[Image point annotation entries]

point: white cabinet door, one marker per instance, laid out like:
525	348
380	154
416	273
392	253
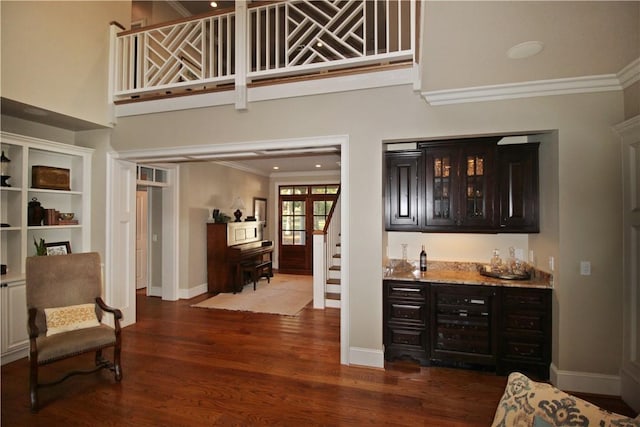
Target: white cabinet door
15	339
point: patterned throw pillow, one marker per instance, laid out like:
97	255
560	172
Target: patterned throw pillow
533	404
64	319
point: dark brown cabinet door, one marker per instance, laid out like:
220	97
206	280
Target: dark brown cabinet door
402	190
460	182
525	332
406	318
518	184
463	322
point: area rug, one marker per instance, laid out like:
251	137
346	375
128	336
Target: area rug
286	294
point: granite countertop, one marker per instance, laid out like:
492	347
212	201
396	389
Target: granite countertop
465	273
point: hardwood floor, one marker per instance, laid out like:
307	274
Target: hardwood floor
186	366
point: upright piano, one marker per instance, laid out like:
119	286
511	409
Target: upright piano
229	245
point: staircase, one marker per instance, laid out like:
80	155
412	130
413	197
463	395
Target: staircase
327	262
332	287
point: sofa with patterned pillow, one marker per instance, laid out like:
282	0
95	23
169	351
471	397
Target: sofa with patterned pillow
532	404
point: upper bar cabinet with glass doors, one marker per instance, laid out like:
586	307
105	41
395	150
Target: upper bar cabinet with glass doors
460	183
463	185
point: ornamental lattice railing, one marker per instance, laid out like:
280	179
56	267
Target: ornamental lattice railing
267	42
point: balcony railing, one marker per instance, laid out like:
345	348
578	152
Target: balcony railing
250	44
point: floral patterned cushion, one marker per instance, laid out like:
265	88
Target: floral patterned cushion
64	319
532	404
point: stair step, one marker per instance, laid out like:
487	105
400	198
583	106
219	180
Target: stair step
332	289
332	303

=== Goal ===
Lay out every line of the records above as a Markdown table with two columns, Row and Line, numbering the rows and omitting blank lines. Leave the pictures out.

=== Written solution ===
| Row | Line |
|---|---|
| 1 | point: white cabinet door, one marker per instance, laid out like: |
| 2 | 525	348 |
| 3 | 380	154 |
| 4 | 416	273 |
| 5 | 392	253 |
| 6 | Target: white cabinet door |
| 7 | 15	339 |
| 8 | point: patterned throw pillow, one marker per instance, laid out like: |
| 9 | 97	255 |
| 10 | 560	172 |
| 11 | Target: patterned throw pillow |
| 12 | 533	404 |
| 13 | 64	319 |
| 14 | point: dark brown cabinet door, one marker per instance, laid out like: |
| 15 | 220	97 |
| 16 | 206	280 |
| 17 | Target: dark brown cabinet door |
| 18 | 402	190 |
| 19 | 460	182 |
| 20 | 525	332 |
| 21 | 406	318 |
| 22 | 518	184 |
| 23 | 463	322 |
| 24 | point: area rug, one marker per instance, laid out like: |
| 25 | 251	137 |
| 26 | 346	375 |
| 27 | 128	336 |
| 28 | Target: area rug |
| 29 | 286	294 |
| 30 | point: granite countertop, one marker per instance, laid out like: |
| 31 | 492	347 |
| 32 | 212	201 |
| 33 | 396	389 |
| 34 | Target: granite countertop |
| 35 | 465	273 |
| 36 | point: hardwood floor, one marker per instance, laid out like: |
| 37 | 307	274 |
| 38 | Target: hardwood floor |
| 39 | 186	366 |
| 40 | point: upright piano, one marker per instance, laid out like: |
| 41 | 119	286 |
| 42 | 511	409 |
| 43 | Target: upright piano |
| 44 | 229	245 |
| 45 | point: staircase, one marker per instance, laid out like: |
| 46 | 80	155 |
| 47 | 412	130 |
| 48 | 413	197 |
| 49 | 463	395 |
| 50 | Target: staircase |
| 51 | 327	262 |
| 52 | 332	287 |
| 53 | point: sofa with patterned pillow, one marker per instance, laid out like: |
| 54 | 282	0 |
| 55 | 95	23 |
| 56 | 169	351 |
| 57 | 471	397 |
| 58 | Target: sofa with patterned pillow |
| 59 | 532	404 |
| 60 | point: upper bar cabinet with glass doors, one marker per instance, laid out like: |
| 61 | 586	307 |
| 62 | 105	41 |
| 63 | 395	150 |
| 64 | Target: upper bar cabinet with glass doors |
| 65 | 460	183 |
| 66 | 463	185 |
| 67 | point: ornamental lattice railing, one marker per instance, laid out like: |
| 68 | 280	179 |
| 69 | 56	267 |
| 70 | Target: ornamental lattice railing |
| 71 | 267	42 |
| 72 | point: balcony railing, one marker per instance, laid out like: |
| 73 | 345	348 |
| 74 | 578	152 |
| 75 | Target: balcony railing |
| 76 | 250	44 |
| 77 | point: floral patterned cushion, one marker per instance, laid out like: |
| 78 | 265	88 |
| 79 | Target: floral patterned cushion |
| 80 | 64	319 |
| 81 | 532	404 |
| 82 | point: stair step, one marker per instance, laid out like: |
| 83 | 487	105 |
| 84 | 400	198 |
| 85 | 583	106 |
| 86 | 219	180 |
| 87 | Target: stair step |
| 88 | 332	289 |
| 89 | 332	303 |